### Reading passage
A week into our stay at a teaching hospital’s pediatric rehabilitation unit, my wife noticed bright blue veins branching across our son’s chest—veins that had not been there the day before. When the attending physician made rounds, she pointed them out.
He glanced briefly. “It’s nothing to worry about. It’s not crossing the midline.”
We exchanged a look. The explanation felt insufficient, but the language was authoritative. The doctor moved on.
Over the next day, my wife raised the concern again—twice. Each time it was dismissed. Late one evening, a resident who had been working for over thirty hours paused when he spoke. He ordered a sonogram.
It revealed a fully blocked vein and a partial thrombosis. Our son’s PICC line had to be removed immediately.
The following morning, the attending physician arrived angry. “What happened here last night?” he demanded, as though we had violated an unspoken hierarchy by persisting.

### Work order A
According to the account of the hospital stay, what did the sonogram reveal?
### Work order B
Continue the account of the hospital stay, starting after its last sentence.

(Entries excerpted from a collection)
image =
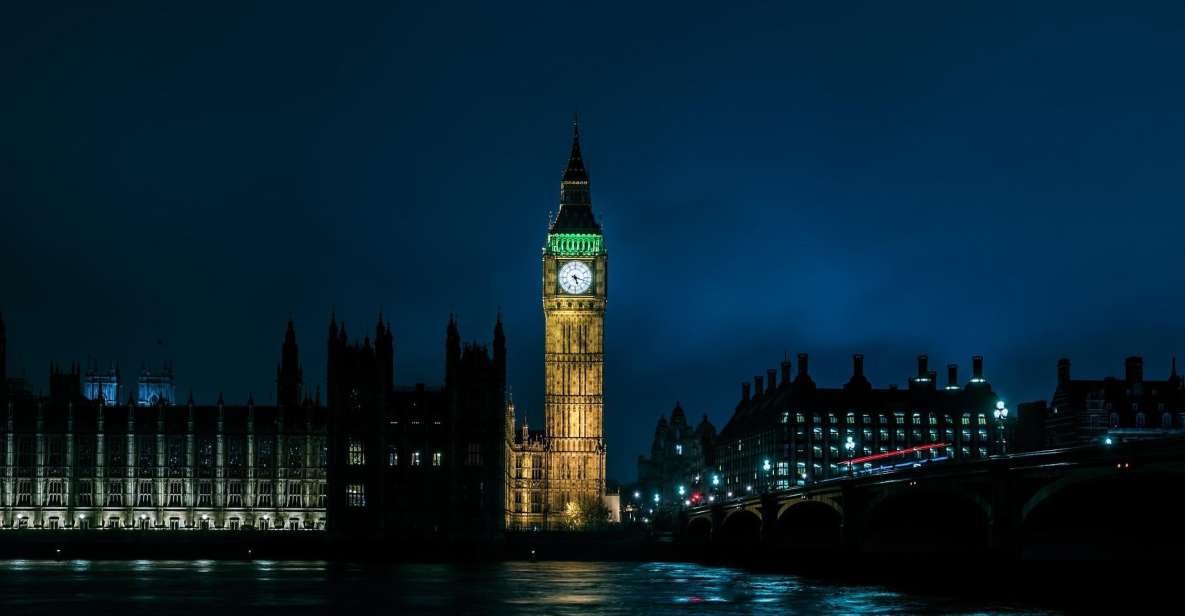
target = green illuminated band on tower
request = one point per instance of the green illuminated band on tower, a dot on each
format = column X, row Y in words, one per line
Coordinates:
column 575, row 244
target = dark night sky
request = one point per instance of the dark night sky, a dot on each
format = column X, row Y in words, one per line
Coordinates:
column 894, row 178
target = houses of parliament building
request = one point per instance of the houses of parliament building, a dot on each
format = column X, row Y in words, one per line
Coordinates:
column 370, row 460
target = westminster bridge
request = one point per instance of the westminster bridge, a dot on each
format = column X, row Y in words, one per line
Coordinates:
column 1094, row 500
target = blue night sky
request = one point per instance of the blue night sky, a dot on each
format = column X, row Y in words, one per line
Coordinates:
column 891, row 178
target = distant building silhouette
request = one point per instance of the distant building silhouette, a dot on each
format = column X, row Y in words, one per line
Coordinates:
column 1088, row 410
column 680, row 456
column 426, row 461
column 417, row 462
column 793, row 431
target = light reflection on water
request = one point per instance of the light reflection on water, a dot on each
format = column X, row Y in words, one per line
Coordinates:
column 237, row 586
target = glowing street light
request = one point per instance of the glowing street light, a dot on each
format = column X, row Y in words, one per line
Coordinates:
column 1001, row 414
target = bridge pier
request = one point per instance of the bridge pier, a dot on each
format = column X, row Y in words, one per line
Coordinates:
column 768, row 519
column 852, row 519
column 717, row 521
column 1004, row 525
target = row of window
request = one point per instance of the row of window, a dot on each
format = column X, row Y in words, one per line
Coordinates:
column 1141, row 421
column 146, row 496
column 175, row 451
column 174, row 524
column 898, row 417
column 536, row 505
column 356, row 455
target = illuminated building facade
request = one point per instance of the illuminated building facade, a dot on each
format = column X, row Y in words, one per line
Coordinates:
column 376, row 461
column 571, row 446
column 416, row 462
column 68, row 461
column 790, row 432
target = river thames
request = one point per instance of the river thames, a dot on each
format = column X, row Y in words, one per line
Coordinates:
column 273, row 586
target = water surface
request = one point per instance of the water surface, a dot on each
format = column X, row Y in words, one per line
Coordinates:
column 226, row 588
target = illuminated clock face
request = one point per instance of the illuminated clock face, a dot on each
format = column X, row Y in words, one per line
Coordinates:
column 575, row 277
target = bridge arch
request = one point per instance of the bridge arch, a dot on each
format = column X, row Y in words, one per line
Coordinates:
column 809, row 524
column 1106, row 512
column 741, row 526
column 699, row 527
column 918, row 518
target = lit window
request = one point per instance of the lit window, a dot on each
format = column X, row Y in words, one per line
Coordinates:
column 356, row 495
column 263, row 494
column 174, row 494
column 295, row 494
column 357, row 454
column 115, row 494
column 235, row 494
column 53, row 499
column 145, row 498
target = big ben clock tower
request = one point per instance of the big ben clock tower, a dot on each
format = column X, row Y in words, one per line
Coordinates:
column 575, row 281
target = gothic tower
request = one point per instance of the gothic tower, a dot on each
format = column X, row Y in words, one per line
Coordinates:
column 289, row 376
column 574, row 301
column 4, row 363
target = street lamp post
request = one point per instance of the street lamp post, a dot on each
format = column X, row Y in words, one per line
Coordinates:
column 850, row 444
column 1001, row 414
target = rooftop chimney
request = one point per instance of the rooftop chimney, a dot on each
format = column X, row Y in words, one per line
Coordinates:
column 1133, row 369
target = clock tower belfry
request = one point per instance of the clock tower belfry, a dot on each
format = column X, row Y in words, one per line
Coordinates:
column 575, row 283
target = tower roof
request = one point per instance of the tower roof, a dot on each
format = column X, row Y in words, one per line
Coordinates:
column 575, row 205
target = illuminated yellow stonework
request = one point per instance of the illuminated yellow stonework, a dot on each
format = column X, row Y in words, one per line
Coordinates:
column 574, row 369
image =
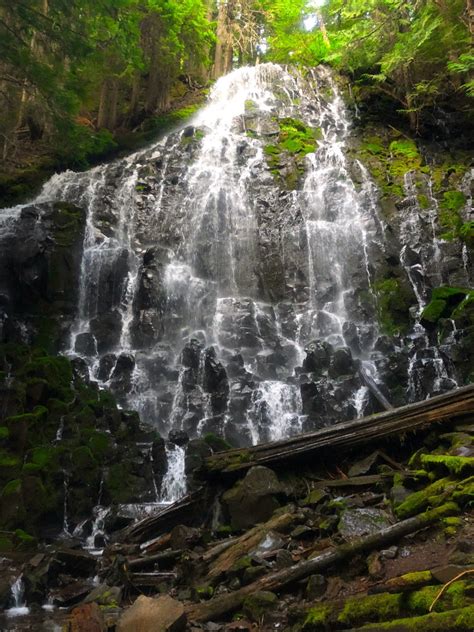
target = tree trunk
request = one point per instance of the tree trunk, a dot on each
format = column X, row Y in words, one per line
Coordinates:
column 451, row 406
column 219, row 606
column 224, row 46
column 107, row 116
column 25, row 96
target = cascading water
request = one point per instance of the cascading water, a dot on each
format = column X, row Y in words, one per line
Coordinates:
column 212, row 298
column 19, row 607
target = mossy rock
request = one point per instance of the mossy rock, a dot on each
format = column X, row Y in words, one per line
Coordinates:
column 217, row 444
column 394, row 300
column 444, row 302
column 370, row 608
column 317, row 618
column 257, row 605
column 457, row 465
column 461, row 620
column 433, row 495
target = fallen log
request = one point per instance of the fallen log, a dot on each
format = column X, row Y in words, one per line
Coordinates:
column 219, row 606
column 164, row 520
column 247, row 542
column 455, row 405
column 150, row 580
column 164, row 556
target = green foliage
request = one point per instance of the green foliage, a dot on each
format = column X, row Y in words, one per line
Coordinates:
column 393, row 304
column 445, row 301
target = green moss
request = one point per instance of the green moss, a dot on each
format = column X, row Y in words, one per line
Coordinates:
column 99, row 444
column 359, row 610
column 204, row 592
column 13, row 487
column 8, row 460
column 218, row 444
column 295, row 141
column 432, row 495
column 464, row 493
column 6, row 543
column 423, row 201
column 454, row 464
column 24, row 541
column 241, row 564
column 455, row 596
column 255, row 606
column 461, row 620
column 393, row 304
column 445, row 302
column 413, row 580
column 317, row 618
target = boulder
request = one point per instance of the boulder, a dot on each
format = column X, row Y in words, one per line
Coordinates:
column 86, row 618
column 164, row 614
column 253, row 499
column 258, row 604
column 355, row 523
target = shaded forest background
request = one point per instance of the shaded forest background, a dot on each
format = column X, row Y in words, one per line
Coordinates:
column 83, row 80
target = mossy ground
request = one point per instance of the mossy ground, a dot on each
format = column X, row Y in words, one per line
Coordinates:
column 34, row 462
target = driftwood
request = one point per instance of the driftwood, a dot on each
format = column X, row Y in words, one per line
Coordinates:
column 164, row 556
column 216, row 550
column 247, row 542
column 454, row 405
column 219, row 606
column 150, row 580
column 164, row 520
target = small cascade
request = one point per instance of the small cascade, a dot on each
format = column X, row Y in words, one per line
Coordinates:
column 275, row 412
column 174, row 482
column 228, row 282
column 19, row 607
column 66, row 530
column 98, row 537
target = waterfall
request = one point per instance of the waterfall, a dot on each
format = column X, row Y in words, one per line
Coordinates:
column 227, row 278
column 19, row 607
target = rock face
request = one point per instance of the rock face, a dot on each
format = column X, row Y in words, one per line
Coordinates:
column 67, row 451
column 253, row 499
column 40, row 259
column 154, row 615
column 265, row 272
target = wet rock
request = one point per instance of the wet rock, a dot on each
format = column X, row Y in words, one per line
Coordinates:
column 106, row 365
column 270, row 542
column 73, row 592
column 253, row 499
column 196, row 451
column 316, row 586
column 163, row 614
column 85, row 345
column 283, row 559
column 259, row 604
column 86, row 618
column 178, row 437
column 341, row 363
column 105, row 595
column 191, row 354
column 375, row 565
column 183, row 537
column 75, row 562
column 355, row 523
column 318, row 355
column 390, row 553
column 106, row 330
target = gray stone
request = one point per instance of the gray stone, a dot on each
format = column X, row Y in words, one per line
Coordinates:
column 253, row 499
column 316, row 586
column 164, row 614
column 355, row 523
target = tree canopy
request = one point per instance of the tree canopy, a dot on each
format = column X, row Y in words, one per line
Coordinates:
column 85, row 69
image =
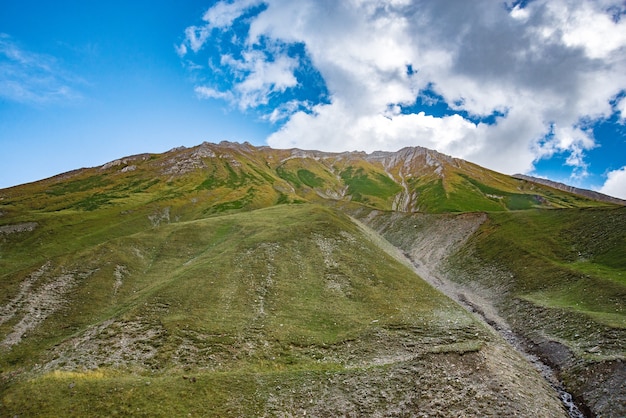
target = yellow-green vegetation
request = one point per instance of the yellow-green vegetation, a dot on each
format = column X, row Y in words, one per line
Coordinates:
column 227, row 280
column 284, row 309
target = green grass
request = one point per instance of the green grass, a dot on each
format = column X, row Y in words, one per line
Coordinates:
column 235, row 299
column 567, row 263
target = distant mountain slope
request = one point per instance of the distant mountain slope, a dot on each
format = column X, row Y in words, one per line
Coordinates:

### Answer space A
It revealed a fully blocked vein and a partial thrombosis.

### Answer space B
Later, while staff attempted repeatedly—and painfully—to regain IV access, a fourth-year medical student explained that they rarely saw PICC line thrombosis in children his age. She cited the literature.
“In my son’s case,” I said, “the chance of it happening is one hundred percent.”
The literature that guided antibiotic duration had not predicted his thrombosis. It had not predicted his tumor either—an occurrence in one in one hundred thousand children. At that moment, statistics offered no comfort. Our son’s immediate suffering mattered more than protocol completion.
We left that hospital carrying not only our injured child but a fracture in trust. Authority had collided with parental observation, and in that collision, our son’s experience had nearly been overlooked.
Years later, after we had settled into a fragile new normal, our son developed life-threatening seizures—another rare complication, emerging long after treatment had supposedly concluded. Once again, we found ourselves outside the curve, explaining history that did not fit neatly into charts or expectations.
By then, we understood the pattern. Each event in isolation was improbable. Together, they formed a life lived persistently at the margins of prediction.
Medicine excels at problem-solving. It is less practiced at accompaniment. What we needed most, again and again, was not certainty but acknowledgment: that our child’s course was unfolding differently, and that this difference mattered.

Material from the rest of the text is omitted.